- Data for this task -
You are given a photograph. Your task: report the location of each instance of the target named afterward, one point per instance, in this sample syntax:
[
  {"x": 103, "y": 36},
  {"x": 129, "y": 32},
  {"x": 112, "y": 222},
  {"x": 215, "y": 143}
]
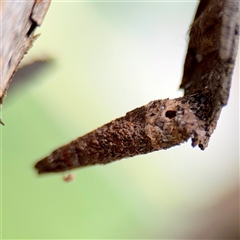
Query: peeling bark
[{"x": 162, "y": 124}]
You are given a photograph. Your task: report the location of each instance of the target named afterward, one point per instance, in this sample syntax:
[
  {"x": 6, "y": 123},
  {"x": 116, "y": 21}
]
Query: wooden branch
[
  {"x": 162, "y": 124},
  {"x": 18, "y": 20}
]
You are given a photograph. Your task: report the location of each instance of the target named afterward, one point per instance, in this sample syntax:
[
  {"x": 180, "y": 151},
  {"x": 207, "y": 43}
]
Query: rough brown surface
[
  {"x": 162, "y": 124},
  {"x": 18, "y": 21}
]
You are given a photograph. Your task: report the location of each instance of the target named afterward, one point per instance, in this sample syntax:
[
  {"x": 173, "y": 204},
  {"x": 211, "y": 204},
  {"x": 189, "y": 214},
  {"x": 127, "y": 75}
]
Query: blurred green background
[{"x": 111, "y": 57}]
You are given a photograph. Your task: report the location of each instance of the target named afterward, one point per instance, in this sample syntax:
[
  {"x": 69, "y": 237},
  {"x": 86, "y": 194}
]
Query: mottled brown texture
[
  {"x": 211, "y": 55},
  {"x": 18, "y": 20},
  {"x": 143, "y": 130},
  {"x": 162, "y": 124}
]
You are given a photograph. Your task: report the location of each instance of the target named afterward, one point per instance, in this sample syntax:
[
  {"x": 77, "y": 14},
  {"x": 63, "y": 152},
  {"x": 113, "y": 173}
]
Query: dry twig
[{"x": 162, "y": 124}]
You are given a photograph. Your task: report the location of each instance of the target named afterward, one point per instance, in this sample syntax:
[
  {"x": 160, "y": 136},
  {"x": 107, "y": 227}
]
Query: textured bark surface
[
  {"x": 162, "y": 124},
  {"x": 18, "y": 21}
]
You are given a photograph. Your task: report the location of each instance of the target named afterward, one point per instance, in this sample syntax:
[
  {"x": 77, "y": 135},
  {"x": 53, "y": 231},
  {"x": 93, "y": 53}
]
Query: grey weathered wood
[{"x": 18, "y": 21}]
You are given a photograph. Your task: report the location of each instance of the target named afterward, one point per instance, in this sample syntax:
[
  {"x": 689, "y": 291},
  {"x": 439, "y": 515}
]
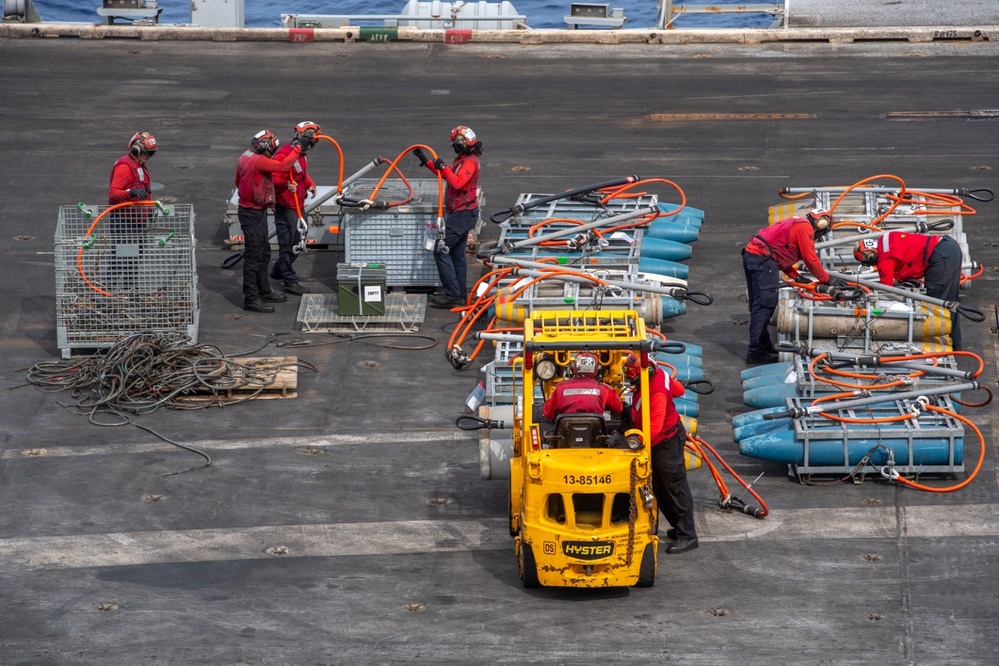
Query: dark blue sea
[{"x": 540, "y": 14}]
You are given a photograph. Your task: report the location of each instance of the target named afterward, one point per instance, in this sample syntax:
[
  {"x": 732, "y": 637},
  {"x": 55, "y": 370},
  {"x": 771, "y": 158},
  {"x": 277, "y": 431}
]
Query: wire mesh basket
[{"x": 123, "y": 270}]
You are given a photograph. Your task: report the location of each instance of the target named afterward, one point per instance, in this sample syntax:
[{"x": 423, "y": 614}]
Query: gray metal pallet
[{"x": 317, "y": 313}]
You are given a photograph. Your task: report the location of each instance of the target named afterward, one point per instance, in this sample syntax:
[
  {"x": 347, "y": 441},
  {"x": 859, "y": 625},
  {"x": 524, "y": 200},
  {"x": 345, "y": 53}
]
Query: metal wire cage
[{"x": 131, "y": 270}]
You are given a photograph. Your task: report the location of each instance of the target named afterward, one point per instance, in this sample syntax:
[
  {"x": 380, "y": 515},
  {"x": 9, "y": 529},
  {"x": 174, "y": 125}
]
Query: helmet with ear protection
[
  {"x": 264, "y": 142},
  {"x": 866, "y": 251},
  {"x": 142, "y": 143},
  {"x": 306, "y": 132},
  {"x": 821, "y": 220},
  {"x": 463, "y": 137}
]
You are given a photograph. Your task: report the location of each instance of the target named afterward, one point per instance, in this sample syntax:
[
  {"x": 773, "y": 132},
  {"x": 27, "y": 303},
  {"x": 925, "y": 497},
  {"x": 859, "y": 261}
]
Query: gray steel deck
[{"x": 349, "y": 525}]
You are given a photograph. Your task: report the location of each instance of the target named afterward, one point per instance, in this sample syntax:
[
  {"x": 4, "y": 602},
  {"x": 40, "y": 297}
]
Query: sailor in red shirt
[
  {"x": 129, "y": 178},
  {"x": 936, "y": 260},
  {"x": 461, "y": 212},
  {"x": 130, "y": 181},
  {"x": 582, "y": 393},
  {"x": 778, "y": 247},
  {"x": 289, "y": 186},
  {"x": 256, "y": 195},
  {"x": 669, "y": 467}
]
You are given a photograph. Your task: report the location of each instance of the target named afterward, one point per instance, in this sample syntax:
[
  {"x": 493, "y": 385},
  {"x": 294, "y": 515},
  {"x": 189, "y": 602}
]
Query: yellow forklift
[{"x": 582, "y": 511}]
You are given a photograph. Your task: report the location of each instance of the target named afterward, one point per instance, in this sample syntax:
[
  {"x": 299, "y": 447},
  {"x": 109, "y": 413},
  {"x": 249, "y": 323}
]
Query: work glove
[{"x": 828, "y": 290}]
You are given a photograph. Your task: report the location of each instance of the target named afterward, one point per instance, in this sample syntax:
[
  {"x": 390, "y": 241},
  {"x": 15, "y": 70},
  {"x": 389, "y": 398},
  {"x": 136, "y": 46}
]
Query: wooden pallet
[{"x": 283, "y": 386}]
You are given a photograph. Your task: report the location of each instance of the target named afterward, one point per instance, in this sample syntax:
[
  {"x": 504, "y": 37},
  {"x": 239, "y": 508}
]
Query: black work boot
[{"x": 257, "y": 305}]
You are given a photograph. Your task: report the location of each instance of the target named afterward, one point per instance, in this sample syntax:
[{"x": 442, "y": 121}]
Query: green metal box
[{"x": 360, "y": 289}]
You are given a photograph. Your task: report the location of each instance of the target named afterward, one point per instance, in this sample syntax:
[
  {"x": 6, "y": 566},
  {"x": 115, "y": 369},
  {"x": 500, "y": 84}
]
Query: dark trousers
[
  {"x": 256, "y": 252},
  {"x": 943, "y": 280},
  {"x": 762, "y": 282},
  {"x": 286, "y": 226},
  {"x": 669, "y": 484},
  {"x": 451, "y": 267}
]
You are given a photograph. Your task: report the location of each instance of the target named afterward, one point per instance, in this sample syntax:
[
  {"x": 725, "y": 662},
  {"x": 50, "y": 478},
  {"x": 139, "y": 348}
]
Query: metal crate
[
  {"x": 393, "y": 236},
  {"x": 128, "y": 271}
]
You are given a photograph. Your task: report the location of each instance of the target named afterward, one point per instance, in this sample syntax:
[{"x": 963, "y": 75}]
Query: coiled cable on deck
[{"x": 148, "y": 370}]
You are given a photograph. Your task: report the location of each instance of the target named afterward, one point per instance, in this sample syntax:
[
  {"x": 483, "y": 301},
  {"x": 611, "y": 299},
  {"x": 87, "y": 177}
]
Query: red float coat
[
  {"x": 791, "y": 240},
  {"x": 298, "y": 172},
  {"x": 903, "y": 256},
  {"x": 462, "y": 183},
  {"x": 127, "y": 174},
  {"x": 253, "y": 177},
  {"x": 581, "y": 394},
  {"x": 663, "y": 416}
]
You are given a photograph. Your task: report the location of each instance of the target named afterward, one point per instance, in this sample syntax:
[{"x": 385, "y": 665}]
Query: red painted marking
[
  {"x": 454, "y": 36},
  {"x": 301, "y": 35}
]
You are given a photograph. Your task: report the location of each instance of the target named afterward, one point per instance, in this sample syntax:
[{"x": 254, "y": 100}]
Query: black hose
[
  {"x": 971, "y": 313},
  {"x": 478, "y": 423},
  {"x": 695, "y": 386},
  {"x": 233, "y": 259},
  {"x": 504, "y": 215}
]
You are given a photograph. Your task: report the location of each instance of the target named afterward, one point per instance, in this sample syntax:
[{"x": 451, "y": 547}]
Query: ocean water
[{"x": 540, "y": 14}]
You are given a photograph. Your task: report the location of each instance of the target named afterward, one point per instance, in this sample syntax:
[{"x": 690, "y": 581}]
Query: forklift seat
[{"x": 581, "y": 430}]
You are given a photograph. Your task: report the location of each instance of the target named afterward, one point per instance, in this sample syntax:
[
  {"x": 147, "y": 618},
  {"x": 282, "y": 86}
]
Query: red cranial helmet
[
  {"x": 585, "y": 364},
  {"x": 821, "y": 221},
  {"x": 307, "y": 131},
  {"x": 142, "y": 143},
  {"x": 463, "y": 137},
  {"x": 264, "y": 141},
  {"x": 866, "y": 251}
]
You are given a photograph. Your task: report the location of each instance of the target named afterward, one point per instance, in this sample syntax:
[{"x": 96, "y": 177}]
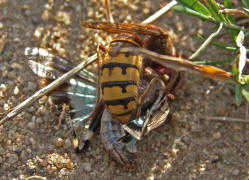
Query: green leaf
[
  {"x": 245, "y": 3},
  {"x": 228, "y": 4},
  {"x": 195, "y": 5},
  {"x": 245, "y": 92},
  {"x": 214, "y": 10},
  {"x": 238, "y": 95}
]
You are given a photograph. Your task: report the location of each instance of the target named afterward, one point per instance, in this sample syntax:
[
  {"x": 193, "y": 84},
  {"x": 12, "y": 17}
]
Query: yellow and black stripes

- Your objective -
Show each line of the material above that contains the word "wooden", matching case exactly.

- Solution for this exercise -
Query: wooden branch
Query: wooden pallet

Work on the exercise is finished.